*Task item:* Every record is to be restated exactly, with nothing left out.

*Extracted records:*

▬▬▬▬▬▬

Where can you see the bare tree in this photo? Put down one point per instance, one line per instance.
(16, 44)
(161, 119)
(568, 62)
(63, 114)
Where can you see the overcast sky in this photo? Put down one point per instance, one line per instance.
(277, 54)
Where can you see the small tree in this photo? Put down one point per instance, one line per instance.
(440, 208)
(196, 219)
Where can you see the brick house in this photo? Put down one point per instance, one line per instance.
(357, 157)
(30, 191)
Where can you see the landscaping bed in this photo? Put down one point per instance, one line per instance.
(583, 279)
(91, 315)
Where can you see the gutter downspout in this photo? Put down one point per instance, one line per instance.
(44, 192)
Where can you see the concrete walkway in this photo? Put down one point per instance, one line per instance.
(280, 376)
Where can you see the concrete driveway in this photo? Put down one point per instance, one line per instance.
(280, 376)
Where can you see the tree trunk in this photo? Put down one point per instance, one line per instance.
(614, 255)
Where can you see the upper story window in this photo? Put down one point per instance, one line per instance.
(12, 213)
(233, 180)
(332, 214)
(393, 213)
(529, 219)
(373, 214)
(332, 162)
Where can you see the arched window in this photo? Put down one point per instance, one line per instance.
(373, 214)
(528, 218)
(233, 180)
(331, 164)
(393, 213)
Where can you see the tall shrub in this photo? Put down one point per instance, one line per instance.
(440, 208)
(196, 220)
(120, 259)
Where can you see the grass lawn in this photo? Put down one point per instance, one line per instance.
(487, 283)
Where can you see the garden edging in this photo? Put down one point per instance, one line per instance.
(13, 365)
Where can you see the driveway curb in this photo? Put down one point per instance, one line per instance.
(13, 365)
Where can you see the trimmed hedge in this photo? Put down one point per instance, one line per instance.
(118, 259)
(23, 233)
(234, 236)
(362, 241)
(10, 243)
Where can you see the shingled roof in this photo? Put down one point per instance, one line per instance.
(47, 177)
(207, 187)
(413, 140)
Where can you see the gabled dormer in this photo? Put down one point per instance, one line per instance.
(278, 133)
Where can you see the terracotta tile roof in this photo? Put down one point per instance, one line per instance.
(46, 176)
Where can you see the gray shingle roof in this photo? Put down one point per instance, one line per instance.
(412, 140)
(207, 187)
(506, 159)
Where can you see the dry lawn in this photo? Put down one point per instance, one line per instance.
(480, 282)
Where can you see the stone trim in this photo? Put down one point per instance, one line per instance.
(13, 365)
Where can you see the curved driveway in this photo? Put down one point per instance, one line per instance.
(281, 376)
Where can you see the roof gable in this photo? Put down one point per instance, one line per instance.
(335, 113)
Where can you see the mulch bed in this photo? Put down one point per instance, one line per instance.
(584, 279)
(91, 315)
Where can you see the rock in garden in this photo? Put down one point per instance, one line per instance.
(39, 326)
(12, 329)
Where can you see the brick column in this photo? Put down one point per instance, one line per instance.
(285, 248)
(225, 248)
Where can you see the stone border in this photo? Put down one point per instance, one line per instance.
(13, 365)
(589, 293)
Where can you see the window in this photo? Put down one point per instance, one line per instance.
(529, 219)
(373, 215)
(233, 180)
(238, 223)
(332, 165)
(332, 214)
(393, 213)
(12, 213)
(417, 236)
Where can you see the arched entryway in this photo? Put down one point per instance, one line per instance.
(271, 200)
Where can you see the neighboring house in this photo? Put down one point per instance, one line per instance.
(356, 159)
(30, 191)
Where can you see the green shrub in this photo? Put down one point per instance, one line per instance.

▬▬▬▬▬▬

*Result of the task:*
Where can you see the bare tree in this photo? Put down one point per instance, one line per instance.
(16, 44)
(161, 119)
(568, 62)
(63, 114)
Where can you see the overcast sky in this photo? Put down one point per instance, one line per instance.
(277, 54)
Where can you see the small tree in this photo? Put down one point per instance, one line per instance.
(440, 208)
(196, 219)
Where can you see the brick house in this photo? Put down one point per instance, one line per instance.
(357, 157)
(30, 191)
Where can you see the landscaping bed in this photo? Put down one point per instance, one line per instance.
(583, 279)
(91, 315)
Where can you see the gutter downspout in this photo? Put down one point per instance, one line per instance.
(44, 192)
Where can you see the concrete walkway in this photo? Put down one point per instance, one line per instance.
(280, 376)
Where can you see the concrete driveway in this photo? Put down one point per instance, one line per instance.
(280, 376)
Where can you see the tree trunk in this photo? Put down one point per instance, one line per instance.
(614, 255)
Where can you see the upper story window in this photo? Put down one point per instance, one line per instance.
(12, 213)
(233, 180)
(332, 214)
(393, 213)
(529, 219)
(373, 214)
(332, 162)
Where can you see the arched window in this photo? Put down one point per instance, one line per instance.
(373, 214)
(528, 218)
(233, 180)
(331, 164)
(393, 213)
Where can you see the tall shrub in this photo? Put down one point per instance, one line per instance.
(440, 208)
(196, 220)
(120, 259)
Where can you see the grass lawn in this photo? Put down one point per instance, one line per instance.
(487, 283)
Where can you see the garden edging in this photo? Put down one point per instance, one line per instance.
(13, 365)
Where can you see the driveway curb in this photo? Put down one point per instance, one line per instance.
(13, 365)
Where can you see the trimmed hedge in this photo? Put down one point per instance, one line per instance.
(118, 259)
(23, 233)
(234, 236)
(362, 241)
(10, 243)
Where can you see the shingled roof in this photo? Put down one point per instance, one line per instance.
(47, 177)
(207, 187)
(413, 140)
Where can you see the gabled dormer in this photo? Put down one point per instance, one line per instance.
(278, 133)
Where can you see the terracotta tile roof in this photo? Put down one point per instance, one line per instance.
(46, 176)
Where can you see the gray shingle roof in this photo? Put down one point per instance, one line per instance.
(412, 140)
(207, 187)
(506, 159)
Where can you see the dry lawn in this photo? Put down one point per instance, one line per instance.
(480, 282)
Where can you see the stone trim in this photo? Put down one point per instance, one line per instance.
(13, 365)
Where can you see the curved driveway in this photo? Put down one point per instance, one line per instance.
(281, 376)
Where can you see the roof gable in this photo? Put down one point per instance, one line per instance.
(335, 113)
Where can you see the mulch bed in this photo? Put down one point per instance, one line per instance.
(584, 279)
(91, 315)
Where can you see the rock in garden in this photo? Put down one point per instance, one line per instance.
(39, 326)
(12, 329)
Where can you see the brick column in this photo? Put down one point per instance, one line per instance.
(285, 248)
(225, 248)
Where can you see the stone border in this photo? Put down one point per instance, one line per instance.
(13, 365)
(589, 293)
Where can you see the window in this photo? Put down one point per instance, one line per instance.
(529, 219)
(373, 215)
(233, 180)
(238, 223)
(332, 165)
(332, 214)
(393, 213)
(12, 213)
(417, 236)
Where can you see the arched entryway in this photo? Put down one point per instance, one line per instance.
(271, 200)
Where can you see the neighboring house in this photo? Put down one point per instance, one line per instance.
(356, 159)
(30, 191)
Where can you see the green shrub in this photo? Put down one point per instance, one line per instance.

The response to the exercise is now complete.